- Provided records
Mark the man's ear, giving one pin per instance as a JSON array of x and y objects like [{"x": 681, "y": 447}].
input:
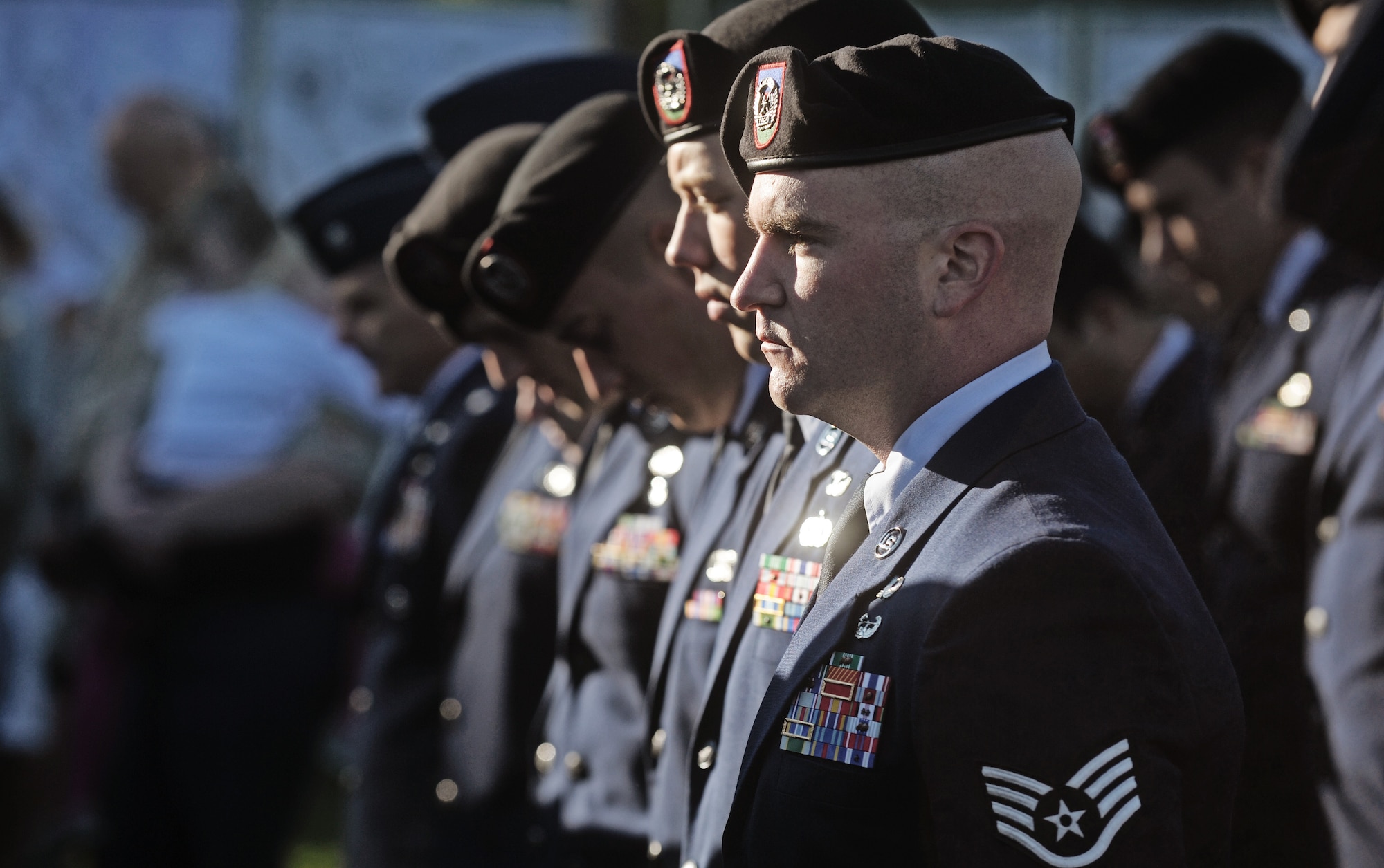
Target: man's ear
[{"x": 974, "y": 253}]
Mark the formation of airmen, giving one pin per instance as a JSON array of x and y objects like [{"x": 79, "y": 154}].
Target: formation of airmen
[{"x": 749, "y": 519}]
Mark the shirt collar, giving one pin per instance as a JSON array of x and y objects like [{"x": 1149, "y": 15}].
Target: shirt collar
[
  {"x": 1173, "y": 346},
  {"x": 1299, "y": 259},
  {"x": 935, "y": 427}
]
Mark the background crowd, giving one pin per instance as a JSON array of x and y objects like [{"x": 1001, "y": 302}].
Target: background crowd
[{"x": 273, "y": 502}]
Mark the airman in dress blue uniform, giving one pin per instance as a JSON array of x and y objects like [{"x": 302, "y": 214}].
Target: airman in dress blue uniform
[
  {"x": 684, "y": 79},
  {"x": 1005, "y": 664},
  {"x": 1196, "y": 141},
  {"x": 572, "y": 253},
  {"x": 419, "y": 509},
  {"x": 500, "y": 591}
]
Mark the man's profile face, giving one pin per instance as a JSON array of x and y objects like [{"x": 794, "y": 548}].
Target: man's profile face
[
  {"x": 711, "y": 237},
  {"x": 834, "y": 286},
  {"x": 1199, "y": 223},
  {"x": 398, "y": 339}
]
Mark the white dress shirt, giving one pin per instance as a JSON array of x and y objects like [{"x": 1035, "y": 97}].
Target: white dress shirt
[
  {"x": 935, "y": 427},
  {"x": 1299, "y": 259}
]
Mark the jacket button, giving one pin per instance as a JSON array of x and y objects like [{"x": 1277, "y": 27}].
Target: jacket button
[
  {"x": 707, "y": 757},
  {"x": 1317, "y": 621},
  {"x": 446, "y": 791},
  {"x": 361, "y": 700},
  {"x": 397, "y": 600},
  {"x": 438, "y": 432},
  {"x": 1328, "y": 528},
  {"x": 576, "y": 765},
  {"x": 543, "y": 758}
]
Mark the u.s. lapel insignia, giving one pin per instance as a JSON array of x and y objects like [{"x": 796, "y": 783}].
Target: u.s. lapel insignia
[
  {"x": 720, "y": 564},
  {"x": 769, "y": 102},
  {"x": 839, "y": 484},
  {"x": 1069, "y": 826},
  {"x": 889, "y": 591},
  {"x": 828, "y": 440},
  {"x": 839, "y": 715},
  {"x": 889, "y": 542},
  {"x": 867, "y": 628},
  {"x": 673, "y": 87}
]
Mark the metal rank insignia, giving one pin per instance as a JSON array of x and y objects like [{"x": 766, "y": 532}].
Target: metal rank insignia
[
  {"x": 816, "y": 531},
  {"x": 672, "y": 89},
  {"x": 839, "y": 715},
  {"x": 828, "y": 441},
  {"x": 1277, "y": 427},
  {"x": 705, "y": 604},
  {"x": 532, "y": 524},
  {"x": 639, "y": 548},
  {"x": 784, "y": 591},
  {"x": 406, "y": 533}
]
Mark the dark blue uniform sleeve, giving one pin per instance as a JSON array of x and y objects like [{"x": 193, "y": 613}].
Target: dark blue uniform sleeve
[
  {"x": 1346, "y": 657},
  {"x": 1071, "y": 714}
]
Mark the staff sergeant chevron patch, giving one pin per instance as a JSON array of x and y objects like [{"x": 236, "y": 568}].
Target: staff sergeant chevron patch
[{"x": 1069, "y": 826}]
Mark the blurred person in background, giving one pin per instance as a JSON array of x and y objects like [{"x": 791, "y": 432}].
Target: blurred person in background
[
  {"x": 1196, "y": 155},
  {"x": 219, "y": 492},
  {"x": 500, "y": 589},
  {"x": 1144, "y": 376},
  {"x": 576, "y": 250},
  {"x": 420, "y": 504},
  {"x": 1335, "y": 178}
]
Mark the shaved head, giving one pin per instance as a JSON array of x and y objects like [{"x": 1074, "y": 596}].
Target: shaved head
[
  {"x": 157, "y": 149},
  {"x": 880, "y": 289}
]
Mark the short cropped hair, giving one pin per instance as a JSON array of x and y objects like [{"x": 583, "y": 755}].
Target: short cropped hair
[
  {"x": 1212, "y": 100},
  {"x": 1091, "y": 268}
]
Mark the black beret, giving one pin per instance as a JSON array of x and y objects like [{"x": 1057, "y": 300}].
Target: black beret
[
  {"x": 348, "y": 223},
  {"x": 902, "y": 98},
  {"x": 567, "y": 192},
  {"x": 1336, "y": 169},
  {"x": 686, "y": 76},
  {"x": 430, "y": 248},
  {"x": 1198, "y": 90},
  {"x": 532, "y": 93}
]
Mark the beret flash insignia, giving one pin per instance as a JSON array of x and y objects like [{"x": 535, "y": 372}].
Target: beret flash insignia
[
  {"x": 672, "y": 87},
  {"x": 769, "y": 102}
]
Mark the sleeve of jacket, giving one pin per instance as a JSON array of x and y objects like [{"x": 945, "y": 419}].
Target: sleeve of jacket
[
  {"x": 1346, "y": 658},
  {"x": 1061, "y": 725}
]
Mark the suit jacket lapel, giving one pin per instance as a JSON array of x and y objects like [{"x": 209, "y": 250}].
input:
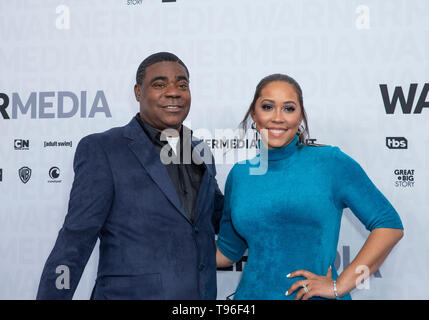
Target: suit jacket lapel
[
  {"x": 148, "y": 156},
  {"x": 205, "y": 181}
]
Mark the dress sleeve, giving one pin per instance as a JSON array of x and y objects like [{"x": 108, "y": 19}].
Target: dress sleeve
[
  {"x": 354, "y": 189},
  {"x": 229, "y": 242}
]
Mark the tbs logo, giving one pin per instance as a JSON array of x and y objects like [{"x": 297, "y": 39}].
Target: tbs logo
[{"x": 396, "y": 143}]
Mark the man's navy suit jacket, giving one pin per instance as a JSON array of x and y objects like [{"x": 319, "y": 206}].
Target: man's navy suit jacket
[{"x": 149, "y": 249}]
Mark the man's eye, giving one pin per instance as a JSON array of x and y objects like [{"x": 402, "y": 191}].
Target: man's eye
[
  {"x": 158, "y": 85},
  {"x": 267, "y": 107}
]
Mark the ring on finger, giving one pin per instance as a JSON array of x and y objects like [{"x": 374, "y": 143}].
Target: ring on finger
[{"x": 305, "y": 287}]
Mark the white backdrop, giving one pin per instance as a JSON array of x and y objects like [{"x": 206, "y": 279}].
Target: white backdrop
[{"x": 67, "y": 69}]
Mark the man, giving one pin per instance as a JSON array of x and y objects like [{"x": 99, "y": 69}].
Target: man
[{"x": 156, "y": 220}]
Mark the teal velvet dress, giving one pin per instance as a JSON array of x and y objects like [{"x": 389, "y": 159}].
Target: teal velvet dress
[{"x": 289, "y": 218}]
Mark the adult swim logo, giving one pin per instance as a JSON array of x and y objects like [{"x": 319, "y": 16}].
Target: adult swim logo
[
  {"x": 404, "y": 178},
  {"x": 48, "y": 144},
  {"x": 396, "y": 143},
  {"x": 406, "y": 103},
  {"x": 51, "y": 105}
]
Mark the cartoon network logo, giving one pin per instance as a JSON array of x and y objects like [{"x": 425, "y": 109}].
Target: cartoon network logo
[{"x": 50, "y": 105}]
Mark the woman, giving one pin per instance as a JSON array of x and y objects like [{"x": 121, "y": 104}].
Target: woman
[{"x": 290, "y": 217}]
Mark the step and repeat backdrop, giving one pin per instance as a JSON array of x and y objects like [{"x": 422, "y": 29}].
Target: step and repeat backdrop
[{"x": 67, "y": 69}]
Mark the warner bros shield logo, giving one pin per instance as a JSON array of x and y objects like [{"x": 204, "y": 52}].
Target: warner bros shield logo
[{"x": 25, "y": 174}]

- Exercise objective
Copy out all the data exactly; skip the pictures.

- Completed task
Mark the man's ear, giving one pin per instance as a JSON array of x and y objects like [{"x": 681, "y": 447}].
input:
Target: man's ear
[{"x": 974, "y": 253}]
Mark the formation of airmen, giving one pin per instance as a JSON array of x and y objects like [{"x": 79, "y": 154}].
Target: formation of airmen
[{"x": 749, "y": 519}]
Mark the shirt collar, giving one pin per instance as a JSON array of x and y objects like [{"x": 1149, "y": 15}].
Target: shirt collar
[
  {"x": 1173, "y": 346},
  {"x": 1299, "y": 259},
  {"x": 935, "y": 427}
]
Mark the background crowd, giving one pin per instance as a JSON array of x and y objects like [{"x": 1001, "y": 302}].
Target: background crowd
[{"x": 273, "y": 502}]
Mark the airman in dress blue uniform, giving one pin per instance as a JSON array of x and y objects like [{"x": 302, "y": 214}].
Target: airman in dress blue uniform
[
  {"x": 684, "y": 79},
  {"x": 1005, "y": 664},
  {"x": 1196, "y": 141},
  {"x": 572, "y": 253},
  {"x": 419, "y": 509},
  {"x": 500, "y": 591}
]
Mark the man's profile face, giving one pin per instance as a JSON array of x and y objects like [{"x": 794, "y": 548}].
Target: man's profile face
[
  {"x": 711, "y": 237},
  {"x": 834, "y": 286},
  {"x": 1199, "y": 223},
  {"x": 398, "y": 339}
]
Mark the white dress shirt, giving one pin per instance as a JSON array of x and y objects like [{"x": 1035, "y": 97}].
Target: white dress shirt
[
  {"x": 935, "y": 427},
  {"x": 1299, "y": 259}
]
Mark the jacket button, giving one pin per instance as a JSON array of x and y objects like [{"x": 1277, "y": 27}].
Target: jacket button
[
  {"x": 707, "y": 757},
  {"x": 1317, "y": 621},
  {"x": 446, "y": 791},
  {"x": 361, "y": 700},
  {"x": 397, "y": 600},
  {"x": 438, "y": 432},
  {"x": 1328, "y": 528},
  {"x": 576, "y": 765},
  {"x": 543, "y": 758}
]
Mark the u.s. lapel insignia, giving one pin per instance as a JSON array of x and y objects like [{"x": 796, "y": 783}].
Target: u.s. lapel insignia
[
  {"x": 720, "y": 564},
  {"x": 769, "y": 102},
  {"x": 839, "y": 484},
  {"x": 1069, "y": 826},
  {"x": 889, "y": 591},
  {"x": 828, "y": 440},
  {"x": 839, "y": 715},
  {"x": 889, "y": 542},
  {"x": 867, "y": 628},
  {"x": 673, "y": 87}
]
Mark the metal rank insignia, giving one pin per instance as a JSON array of x and y objects like [{"x": 766, "y": 532}].
Target: metal rank insignia
[
  {"x": 816, "y": 531},
  {"x": 672, "y": 89},
  {"x": 839, "y": 715},
  {"x": 828, "y": 441},
  {"x": 1277, "y": 427},
  {"x": 705, "y": 604},
  {"x": 532, "y": 524},
  {"x": 639, "y": 548},
  {"x": 784, "y": 591},
  {"x": 406, "y": 533}
]
Mark the dark blue uniform sleeve, giving one pin per instance as a JSON array of x and y objects like [{"x": 193, "y": 613}].
Target: dark blue uniform sleeve
[
  {"x": 1346, "y": 657},
  {"x": 1071, "y": 714}
]
Mark the staff sergeant chevron patch, giving one pin per instance as a JSON array of x and y objects like [{"x": 236, "y": 568}].
Target: staff sergeant chevron patch
[{"x": 1069, "y": 826}]
Mark the blurred person in background, giving one pin per instance as a JSON array of x and y objects like [{"x": 791, "y": 432}].
Target: blurred person in background
[
  {"x": 1196, "y": 155},
  {"x": 219, "y": 492},
  {"x": 500, "y": 589},
  {"x": 1144, "y": 376},
  {"x": 576, "y": 250},
  {"x": 420, "y": 504},
  {"x": 1335, "y": 178}
]
Mark the shaved head, giving one pin per instance as a JSON array of x and y objects like [{"x": 1074, "y": 596}].
Target: shaved head
[
  {"x": 157, "y": 149},
  {"x": 880, "y": 289}
]
Mark the short cropped hair, giving one pin per instance as a JSON array of x and y objects like [{"x": 583, "y": 755}].
Target: short cropped hair
[
  {"x": 1212, "y": 100},
  {"x": 1091, "y": 268}
]
Mark the black beret, giving one pin per instance as a JSON array of x and y objects like [{"x": 1057, "y": 300}].
Target: black beret
[
  {"x": 348, "y": 223},
  {"x": 902, "y": 98},
  {"x": 567, "y": 192},
  {"x": 1336, "y": 169},
  {"x": 686, "y": 76},
  {"x": 430, "y": 248},
  {"x": 1198, "y": 90},
  {"x": 532, "y": 93}
]
Mark the beret flash insignia, giving one pin per instance as a JSON array of x and y objects like [{"x": 535, "y": 372}].
Target: beret flash insignia
[
  {"x": 672, "y": 87},
  {"x": 769, "y": 102}
]
Mark the sleeve of jacket, giving one pin per instance as a JSON array of x and y objects like [{"x": 945, "y": 419}].
Target: sleeve of jacket
[
  {"x": 1346, "y": 658},
  {"x": 1061, "y": 725}
]
Mark the suit jacket lapel, giving one pin per instance as a JSON array of x and y objects like [{"x": 209, "y": 250}].
input:
Target: suit jacket lapel
[
  {"x": 148, "y": 156},
  {"x": 205, "y": 181}
]
Mark the dress sleeve, giving one pin per instance as a JSON array of x and y objects like [{"x": 108, "y": 19}].
Target: dress sleeve
[
  {"x": 354, "y": 189},
  {"x": 229, "y": 242}
]
Mark the tbs logo, giving one pin per instance as a JSON array of x and y objects like [{"x": 297, "y": 39}].
Target: tbs logo
[{"x": 396, "y": 143}]
Mark the man's navy suit jacket, giving one pin per instance as a JSON array of x and y objects like [{"x": 319, "y": 206}].
Target: man's navy suit jacket
[{"x": 149, "y": 249}]
Mark the man's eye, giving one pin per instance as a JSON array of x and y objects like [{"x": 402, "y": 191}].
Target: man's eye
[
  {"x": 158, "y": 85},
  {"x": 267, "y": 107}
]
Mark the ring on finger, giving one pin per instance as a JSON array of x and y objects like [{"x": 374, "y": 143}].
Target: ring on finger
[{"x": 305, "y": 287}]
Mark the white backdrop, giving one pin per instance as a JSON array of x and y objects like [{"x": 206, "y": 279}].
Target: white backdrop
[{"x": 67, "y": 69}]
Mark the man, giving one pin per instance as a JSON array of x and y objects like [{"x": 99, "y": 69}].
Target: man
[{"x": 156, "y": 220}]
Mark the teal velvet dress, giving one pin per instance as a JSON array of x and y objects like [{"x": 389, "y": 159}].
Target: teal velvet dress
[{"x": 289, "y": 218}]
Mark the adult swim logo, giving one pin per instance as a JSON array of x and y objects like [{"x": 319, "y": 16}].
Target: adult swim logo
[
  {"x": 404, "y": 178},
  {"x": 48, "y": 144},
  {"x": 396, "y": 143},
  {"x": 406, "y": 103},
  {"x": 51, "y": 105}
]
Mark the cartoon network logo, giving one pin per instance as a JSON array of x and y objects like [{"x": 425, "y": 109}].
Target: cartoon network logo
[{"x": 50, "y": 105}]
Mark the woman, giving one pin per instance as a JSON array of x and y objects like [{"x": 121, "y": 104}].
Target: woman
[{"x": 290, "y": 217}]
Mark the step and repeat backdrop, giving one pin per instance as a JSON array of x and y objects like [{"x": 422, "y": 29}].
Target: step and repeat backdrop
[{"x": 67, "y": 69}]
Mark the warner bros shield logo, giving one pin per instance as a JSON array of x and y objects like [{"x": 204, "y": 52}].
Target: warner bros shield logo
[{"x": 25, "y": 174}]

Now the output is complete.